# Exercise aim
Transcribe exactly the line containing "The component shall return one point per instance of the t-shirt" and every line after it, through the end of the records below.

Stored items
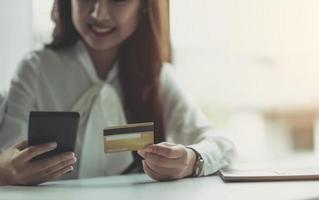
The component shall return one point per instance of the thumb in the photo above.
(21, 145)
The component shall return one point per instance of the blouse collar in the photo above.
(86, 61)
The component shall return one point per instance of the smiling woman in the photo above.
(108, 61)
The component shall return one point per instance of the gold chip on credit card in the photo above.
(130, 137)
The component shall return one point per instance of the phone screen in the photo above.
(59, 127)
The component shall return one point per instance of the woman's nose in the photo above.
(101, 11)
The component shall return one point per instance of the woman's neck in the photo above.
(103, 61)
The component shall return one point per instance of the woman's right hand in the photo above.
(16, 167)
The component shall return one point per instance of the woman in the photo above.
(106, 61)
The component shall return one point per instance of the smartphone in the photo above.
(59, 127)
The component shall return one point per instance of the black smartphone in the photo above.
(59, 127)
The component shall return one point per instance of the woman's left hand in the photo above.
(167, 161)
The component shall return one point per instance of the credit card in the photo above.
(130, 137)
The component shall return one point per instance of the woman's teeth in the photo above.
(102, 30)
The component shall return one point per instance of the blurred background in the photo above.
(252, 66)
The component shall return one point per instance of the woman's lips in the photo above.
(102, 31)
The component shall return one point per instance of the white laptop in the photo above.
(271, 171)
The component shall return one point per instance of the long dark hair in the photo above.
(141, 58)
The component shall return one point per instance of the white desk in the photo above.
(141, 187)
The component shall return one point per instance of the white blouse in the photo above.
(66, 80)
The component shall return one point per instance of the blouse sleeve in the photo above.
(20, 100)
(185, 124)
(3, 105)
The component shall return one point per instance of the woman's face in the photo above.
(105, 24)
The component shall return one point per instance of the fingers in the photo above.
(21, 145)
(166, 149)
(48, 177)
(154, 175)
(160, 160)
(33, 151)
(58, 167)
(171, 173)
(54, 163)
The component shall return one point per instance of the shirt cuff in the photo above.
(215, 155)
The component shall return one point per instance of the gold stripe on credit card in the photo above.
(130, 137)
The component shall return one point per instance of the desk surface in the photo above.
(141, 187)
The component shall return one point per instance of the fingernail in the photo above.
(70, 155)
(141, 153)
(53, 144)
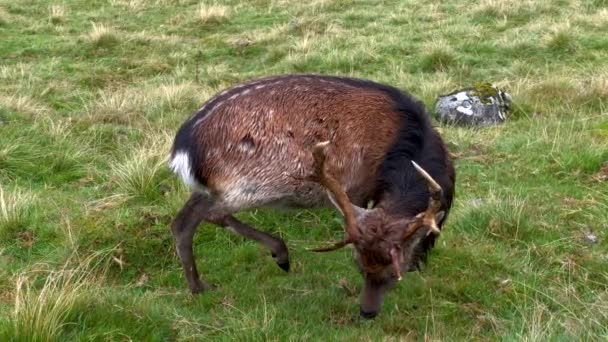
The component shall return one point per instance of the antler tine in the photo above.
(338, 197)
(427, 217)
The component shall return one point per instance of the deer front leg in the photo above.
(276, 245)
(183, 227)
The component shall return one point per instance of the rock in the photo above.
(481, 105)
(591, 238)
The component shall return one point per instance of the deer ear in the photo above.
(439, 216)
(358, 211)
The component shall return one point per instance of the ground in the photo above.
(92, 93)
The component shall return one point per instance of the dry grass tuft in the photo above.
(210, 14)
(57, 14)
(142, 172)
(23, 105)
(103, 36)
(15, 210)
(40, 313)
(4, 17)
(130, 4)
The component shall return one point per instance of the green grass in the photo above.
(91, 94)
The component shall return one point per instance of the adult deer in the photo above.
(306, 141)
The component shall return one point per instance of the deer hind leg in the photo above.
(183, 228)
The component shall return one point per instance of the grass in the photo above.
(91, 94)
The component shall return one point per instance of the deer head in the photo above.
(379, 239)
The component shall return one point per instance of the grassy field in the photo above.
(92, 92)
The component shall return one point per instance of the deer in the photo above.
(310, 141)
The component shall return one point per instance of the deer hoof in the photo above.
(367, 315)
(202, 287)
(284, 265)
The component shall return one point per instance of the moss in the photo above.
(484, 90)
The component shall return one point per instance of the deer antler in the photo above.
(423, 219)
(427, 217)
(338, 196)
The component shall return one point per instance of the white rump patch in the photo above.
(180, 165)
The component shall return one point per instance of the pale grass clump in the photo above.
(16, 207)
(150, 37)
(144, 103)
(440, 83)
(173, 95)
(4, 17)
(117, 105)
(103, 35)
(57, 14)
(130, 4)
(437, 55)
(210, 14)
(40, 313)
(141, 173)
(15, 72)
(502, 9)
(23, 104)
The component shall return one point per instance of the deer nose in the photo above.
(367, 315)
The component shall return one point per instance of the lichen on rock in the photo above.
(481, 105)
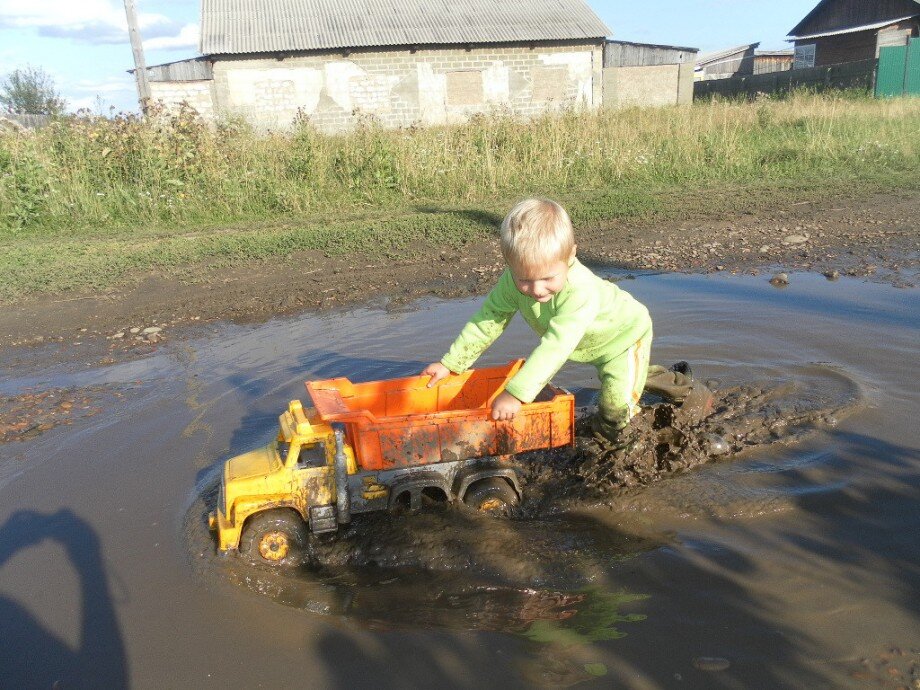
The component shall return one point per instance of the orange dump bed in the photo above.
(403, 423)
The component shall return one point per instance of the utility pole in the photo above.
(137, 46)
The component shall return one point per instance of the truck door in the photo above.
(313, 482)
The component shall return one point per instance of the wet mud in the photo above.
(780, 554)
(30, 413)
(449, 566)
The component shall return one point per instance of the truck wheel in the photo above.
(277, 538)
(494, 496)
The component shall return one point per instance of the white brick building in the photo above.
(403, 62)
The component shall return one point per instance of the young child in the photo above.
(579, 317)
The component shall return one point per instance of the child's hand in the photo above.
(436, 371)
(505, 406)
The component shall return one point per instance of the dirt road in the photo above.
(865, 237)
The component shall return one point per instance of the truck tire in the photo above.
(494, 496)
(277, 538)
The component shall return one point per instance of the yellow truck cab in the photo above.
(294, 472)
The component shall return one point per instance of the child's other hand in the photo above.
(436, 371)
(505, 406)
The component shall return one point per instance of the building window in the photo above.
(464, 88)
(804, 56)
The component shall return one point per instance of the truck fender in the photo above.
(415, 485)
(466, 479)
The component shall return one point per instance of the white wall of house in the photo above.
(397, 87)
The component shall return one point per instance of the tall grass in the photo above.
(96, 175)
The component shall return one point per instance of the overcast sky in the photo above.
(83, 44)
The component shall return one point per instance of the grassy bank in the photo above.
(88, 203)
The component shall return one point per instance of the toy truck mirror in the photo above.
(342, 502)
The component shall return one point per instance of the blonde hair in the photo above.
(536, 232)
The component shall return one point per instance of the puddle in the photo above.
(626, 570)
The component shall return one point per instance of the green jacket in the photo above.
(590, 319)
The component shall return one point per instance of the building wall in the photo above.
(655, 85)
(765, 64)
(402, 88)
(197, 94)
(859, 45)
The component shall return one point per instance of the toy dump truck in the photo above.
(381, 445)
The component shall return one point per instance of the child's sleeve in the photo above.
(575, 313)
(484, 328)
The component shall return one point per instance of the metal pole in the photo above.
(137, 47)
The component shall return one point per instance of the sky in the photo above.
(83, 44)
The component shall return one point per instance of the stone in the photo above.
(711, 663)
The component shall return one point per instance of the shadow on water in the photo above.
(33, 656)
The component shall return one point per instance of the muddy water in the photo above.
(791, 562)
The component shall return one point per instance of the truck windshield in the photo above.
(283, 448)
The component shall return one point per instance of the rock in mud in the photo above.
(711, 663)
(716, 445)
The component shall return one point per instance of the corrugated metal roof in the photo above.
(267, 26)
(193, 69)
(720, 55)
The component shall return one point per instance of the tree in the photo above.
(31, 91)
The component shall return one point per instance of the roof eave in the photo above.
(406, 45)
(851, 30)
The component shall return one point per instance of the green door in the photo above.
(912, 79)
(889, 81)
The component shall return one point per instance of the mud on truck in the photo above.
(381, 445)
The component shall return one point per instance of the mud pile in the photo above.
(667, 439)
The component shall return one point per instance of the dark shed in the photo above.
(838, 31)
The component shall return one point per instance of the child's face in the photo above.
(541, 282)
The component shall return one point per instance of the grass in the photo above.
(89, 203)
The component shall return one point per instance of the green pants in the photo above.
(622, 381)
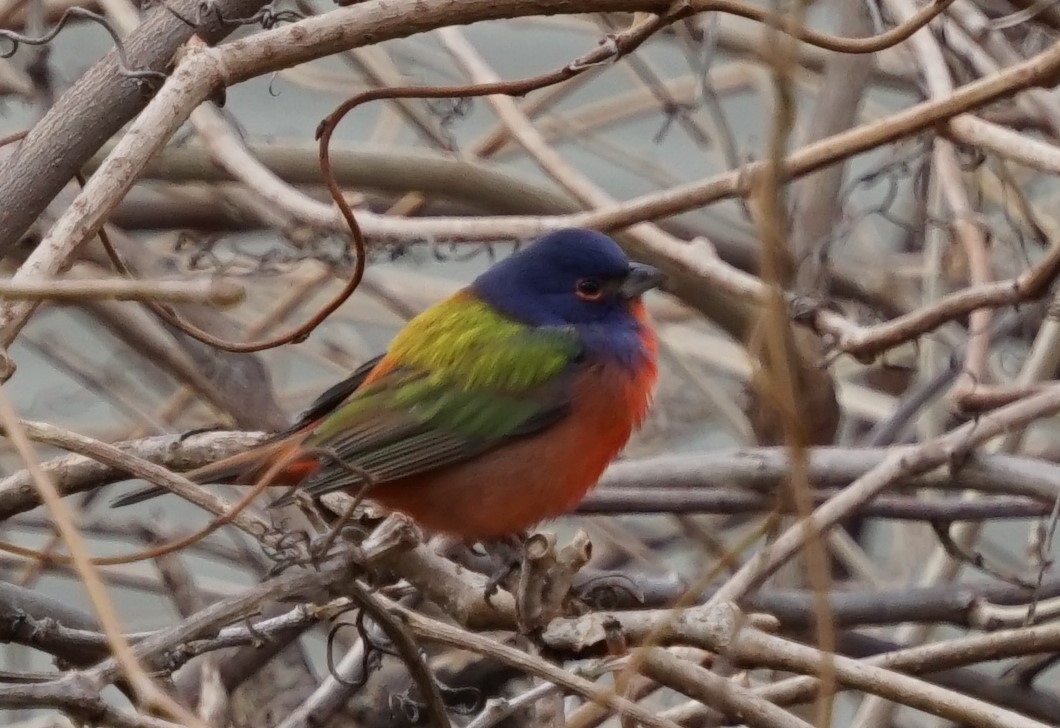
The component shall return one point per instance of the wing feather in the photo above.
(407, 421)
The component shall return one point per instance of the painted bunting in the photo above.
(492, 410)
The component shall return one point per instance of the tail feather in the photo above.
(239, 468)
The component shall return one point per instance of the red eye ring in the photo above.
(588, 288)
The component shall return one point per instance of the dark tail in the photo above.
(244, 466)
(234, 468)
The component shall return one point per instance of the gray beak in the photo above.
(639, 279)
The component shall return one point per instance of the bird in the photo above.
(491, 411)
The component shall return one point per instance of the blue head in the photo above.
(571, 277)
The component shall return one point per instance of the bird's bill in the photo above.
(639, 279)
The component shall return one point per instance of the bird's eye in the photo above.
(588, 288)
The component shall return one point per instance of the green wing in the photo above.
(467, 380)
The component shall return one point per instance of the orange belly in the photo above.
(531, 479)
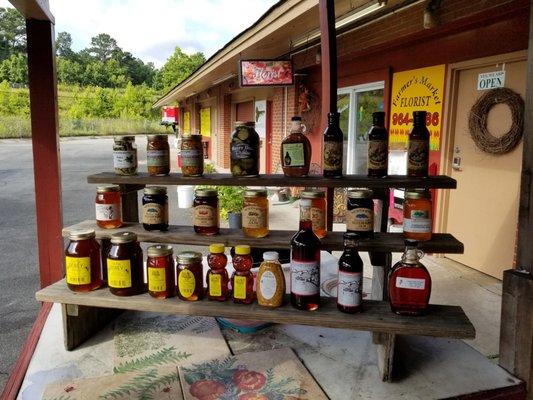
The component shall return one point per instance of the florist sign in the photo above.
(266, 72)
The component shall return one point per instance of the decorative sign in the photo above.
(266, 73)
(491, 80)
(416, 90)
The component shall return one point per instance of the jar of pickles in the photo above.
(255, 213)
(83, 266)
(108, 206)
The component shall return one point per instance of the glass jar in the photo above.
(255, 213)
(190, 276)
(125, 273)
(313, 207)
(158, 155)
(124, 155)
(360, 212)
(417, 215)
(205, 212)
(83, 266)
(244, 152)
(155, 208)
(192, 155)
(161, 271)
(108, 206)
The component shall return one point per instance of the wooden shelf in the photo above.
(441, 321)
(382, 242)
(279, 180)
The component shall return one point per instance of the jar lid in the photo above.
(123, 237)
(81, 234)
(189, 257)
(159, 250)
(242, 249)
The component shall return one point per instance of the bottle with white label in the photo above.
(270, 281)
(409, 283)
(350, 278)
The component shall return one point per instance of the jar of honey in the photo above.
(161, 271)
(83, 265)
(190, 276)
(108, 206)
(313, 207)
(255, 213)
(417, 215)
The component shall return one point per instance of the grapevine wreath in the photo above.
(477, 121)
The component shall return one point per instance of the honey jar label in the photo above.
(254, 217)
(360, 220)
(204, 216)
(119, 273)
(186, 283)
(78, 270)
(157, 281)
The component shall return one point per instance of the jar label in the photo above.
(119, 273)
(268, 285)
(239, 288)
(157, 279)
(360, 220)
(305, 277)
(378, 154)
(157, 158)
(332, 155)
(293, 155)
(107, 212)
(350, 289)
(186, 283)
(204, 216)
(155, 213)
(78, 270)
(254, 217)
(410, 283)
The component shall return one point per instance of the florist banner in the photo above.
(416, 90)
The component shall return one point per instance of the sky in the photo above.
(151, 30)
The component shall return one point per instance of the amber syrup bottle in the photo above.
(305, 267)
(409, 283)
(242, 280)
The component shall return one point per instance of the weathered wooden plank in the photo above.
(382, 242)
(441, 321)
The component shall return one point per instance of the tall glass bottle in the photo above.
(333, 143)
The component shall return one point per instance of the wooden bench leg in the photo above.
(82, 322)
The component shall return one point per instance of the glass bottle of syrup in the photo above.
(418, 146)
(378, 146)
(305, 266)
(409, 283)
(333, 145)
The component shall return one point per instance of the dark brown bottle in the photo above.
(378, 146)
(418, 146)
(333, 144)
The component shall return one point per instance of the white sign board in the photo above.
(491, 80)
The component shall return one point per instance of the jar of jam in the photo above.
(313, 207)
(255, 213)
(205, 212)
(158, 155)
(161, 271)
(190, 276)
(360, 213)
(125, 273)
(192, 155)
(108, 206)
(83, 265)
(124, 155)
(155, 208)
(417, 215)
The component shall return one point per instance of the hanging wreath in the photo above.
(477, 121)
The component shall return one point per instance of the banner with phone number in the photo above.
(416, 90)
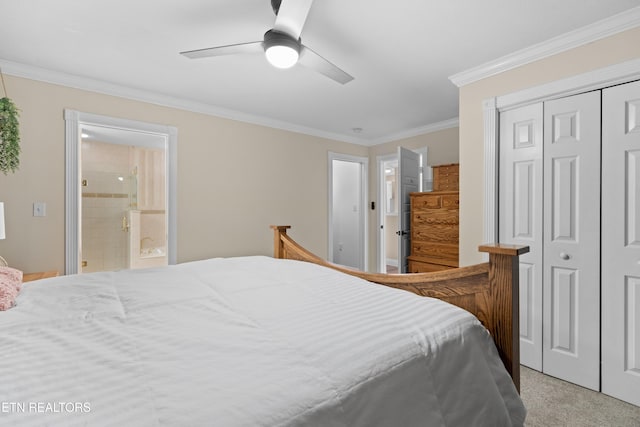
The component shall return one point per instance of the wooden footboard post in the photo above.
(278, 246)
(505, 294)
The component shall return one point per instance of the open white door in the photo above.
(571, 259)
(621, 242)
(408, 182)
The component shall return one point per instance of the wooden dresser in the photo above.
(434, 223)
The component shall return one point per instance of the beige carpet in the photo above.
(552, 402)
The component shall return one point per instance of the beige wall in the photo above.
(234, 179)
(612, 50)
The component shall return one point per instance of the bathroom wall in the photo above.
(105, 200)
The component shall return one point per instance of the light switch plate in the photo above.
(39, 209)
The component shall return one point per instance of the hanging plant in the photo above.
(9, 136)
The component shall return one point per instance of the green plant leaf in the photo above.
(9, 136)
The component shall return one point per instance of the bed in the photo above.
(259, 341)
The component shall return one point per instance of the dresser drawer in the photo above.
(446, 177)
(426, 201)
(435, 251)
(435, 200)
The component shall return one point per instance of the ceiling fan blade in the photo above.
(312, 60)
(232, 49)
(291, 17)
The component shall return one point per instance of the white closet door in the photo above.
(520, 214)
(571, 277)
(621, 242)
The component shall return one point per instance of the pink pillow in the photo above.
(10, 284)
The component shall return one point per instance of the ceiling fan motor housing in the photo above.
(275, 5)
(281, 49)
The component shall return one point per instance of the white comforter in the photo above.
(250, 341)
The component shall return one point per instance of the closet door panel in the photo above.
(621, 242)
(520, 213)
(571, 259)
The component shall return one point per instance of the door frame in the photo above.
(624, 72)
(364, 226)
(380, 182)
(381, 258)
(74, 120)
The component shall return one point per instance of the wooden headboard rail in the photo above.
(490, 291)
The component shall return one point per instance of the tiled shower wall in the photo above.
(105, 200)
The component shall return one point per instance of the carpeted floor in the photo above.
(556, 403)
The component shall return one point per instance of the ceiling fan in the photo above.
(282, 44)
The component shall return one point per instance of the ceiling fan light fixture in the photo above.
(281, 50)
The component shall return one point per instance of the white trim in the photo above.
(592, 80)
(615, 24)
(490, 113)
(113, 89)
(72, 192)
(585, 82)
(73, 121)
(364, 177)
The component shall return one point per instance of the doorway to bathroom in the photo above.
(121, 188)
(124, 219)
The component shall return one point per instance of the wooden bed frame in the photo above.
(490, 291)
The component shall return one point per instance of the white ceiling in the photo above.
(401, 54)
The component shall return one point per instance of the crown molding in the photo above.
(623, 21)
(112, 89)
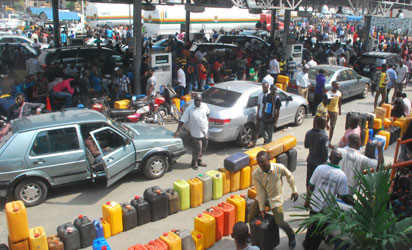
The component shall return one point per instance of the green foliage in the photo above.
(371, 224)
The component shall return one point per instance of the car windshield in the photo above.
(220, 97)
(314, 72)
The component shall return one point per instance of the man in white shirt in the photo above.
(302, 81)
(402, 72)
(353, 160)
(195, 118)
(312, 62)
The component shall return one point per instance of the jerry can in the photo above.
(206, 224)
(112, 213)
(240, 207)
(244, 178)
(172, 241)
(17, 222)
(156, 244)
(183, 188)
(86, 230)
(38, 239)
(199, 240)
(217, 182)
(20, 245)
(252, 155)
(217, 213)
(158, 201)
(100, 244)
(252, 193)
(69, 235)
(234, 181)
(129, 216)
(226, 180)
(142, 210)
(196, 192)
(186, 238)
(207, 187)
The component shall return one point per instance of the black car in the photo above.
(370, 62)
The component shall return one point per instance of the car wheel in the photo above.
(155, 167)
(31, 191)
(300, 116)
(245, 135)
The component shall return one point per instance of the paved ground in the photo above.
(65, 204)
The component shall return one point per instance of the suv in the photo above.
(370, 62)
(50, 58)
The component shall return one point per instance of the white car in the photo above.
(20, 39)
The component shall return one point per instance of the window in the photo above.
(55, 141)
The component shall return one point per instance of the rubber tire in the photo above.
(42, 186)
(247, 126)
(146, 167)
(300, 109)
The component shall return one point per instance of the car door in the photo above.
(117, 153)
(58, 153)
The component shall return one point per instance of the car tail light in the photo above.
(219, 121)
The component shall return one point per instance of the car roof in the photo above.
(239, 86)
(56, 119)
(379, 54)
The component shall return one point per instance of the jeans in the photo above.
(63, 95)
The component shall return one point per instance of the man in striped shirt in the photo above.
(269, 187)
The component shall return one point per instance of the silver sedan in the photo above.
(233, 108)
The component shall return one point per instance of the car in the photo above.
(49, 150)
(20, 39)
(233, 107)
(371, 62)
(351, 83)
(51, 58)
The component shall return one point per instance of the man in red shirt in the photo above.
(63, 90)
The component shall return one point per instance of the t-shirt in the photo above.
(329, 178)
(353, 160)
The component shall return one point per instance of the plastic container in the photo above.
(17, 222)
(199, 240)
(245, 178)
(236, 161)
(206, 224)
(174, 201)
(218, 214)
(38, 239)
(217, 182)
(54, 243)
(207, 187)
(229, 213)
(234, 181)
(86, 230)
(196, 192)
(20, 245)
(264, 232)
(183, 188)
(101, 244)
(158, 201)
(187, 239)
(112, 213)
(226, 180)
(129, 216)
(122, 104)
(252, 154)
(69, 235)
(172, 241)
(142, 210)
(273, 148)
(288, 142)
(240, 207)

# Exercise output
The component shall return one point per instance of the t-shirt in the photo above.
(329, 178)
(353, 160)
The component shall return one point per instance of the plastic container in the photo above.
(17, 222)
(199, 240)
(245, 178)
(236, 161)
(206, 224)
(174, 201)
(218, 214)
(38, 239)
(217, 182)
(54, 243)
(207, 187)
(229, 213)
(234, 181)
(86, 230)
(196, 192)
(20, 245)
(264, 232)
(183, 188)
(101, 244)
(158, 201)
(187, 239)
(112, 213)
(226, 180)
(129, 216)
(122, 104)
(252, 154)
(69, 235)
(172, 241)
(142, 210)
(273, 148)
(288, 142)
(240, 207)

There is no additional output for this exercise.